-------- Vorliegender Textauszug --------

Auch weiterhin empfehlen wir daher, dass diese Belehrung sinnvollerweise im Rahmen einer formlosen Erklärung oder eines Aktenvermerks dokumentiert werden sollte. Darüber hinaus sollte die Vorlage zur Entwertung durch eine geeignete Wiedervorlage überwacht werden.
Keine Ausnahme vom Grundsatz der Einziehung gibt es mittlerweile für vorläufige Personalausweise oder Ersatzpersonalausweise. Dies regelt ein kleiner Satz, den möglicherweise einige Kolleginnen und Kollegen noch gar nicht bemerkt haben. Denn die PAuswVwV vom 16.12.2019 ordnet nun in Nummer G.4.1, Abs. 2 Satz 2 unmissverständlich und eindeutig an: „Der vorläufige Personalausweis oder der Ersatzpersonalausweis dürfen auch entwertet nicht wieder ausgehändigt werden.“.
Im Fall dieser Dokumente wiegt das (Sicherheits-)Interesse der Bundesrepublik Deutschland höher als individuelle Wünsche der Dokumenteninhaber. Eine Aushändigung von vorläufigen Personalausweisen oder Ersatzpersonalausweisen nach Entwertung ist daher nicht (mehr) zulässig!

-------- Bereitgestellte Daten --------

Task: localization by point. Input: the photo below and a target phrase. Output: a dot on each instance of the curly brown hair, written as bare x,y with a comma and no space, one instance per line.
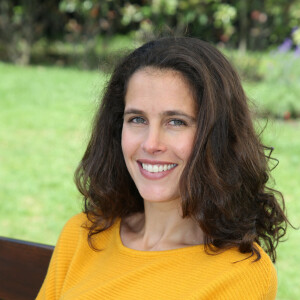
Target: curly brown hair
223,186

--------

▶ **Schriftliche Aufgaben**:
1 - Gib den Abschnitt des Textauszugs, der mit „Auch weiterhin empfehlen“ beginnt und bis „Wiedervorlage überwacht werden.“ reicht, erneut wieder und setze dabei „Fristenkontrolle“ an die Stelle von „Wiedervorlage“.
2 - Erkläre mit Hilfe des Textauszugs in höchstens drei Sätzen, warum vorläufige Personalausweise und Ersatzpersonalausweise nach der Entwertung nicht mehr ausgehändigt werden dürfen.
Die Zeilen sind eigenständiges Material und gehören nicht zum Textauszug.

▶ **Lösungen der Aufgaben**:
1 -
Auch weiterhin empfehlen wir daher, dass diese Belehrung sinnvollerweise im Rahmen einer formlosen Erklärung oder eines Aktenvermerks dokumentiert werden sollte. Darüber hinaus sollte die Vorlage zur Entwertung durch eine geeignete Fristenkontrolle überwacht werden.

2 - Bei diesen Dokumenten wiegt das (Sicherheits-)Interesse der Bundesrepublik Deutschland höher als die individuellen Wünsche der Dokumenteninhaber. Deshalb ordnet die PAuswVwV vom 16.12.2019 in Nummer G.4.1, Abs. 2 Satz 2 an, dass sie auch entwertet nicht wieder ausgehändigt werden dürfen.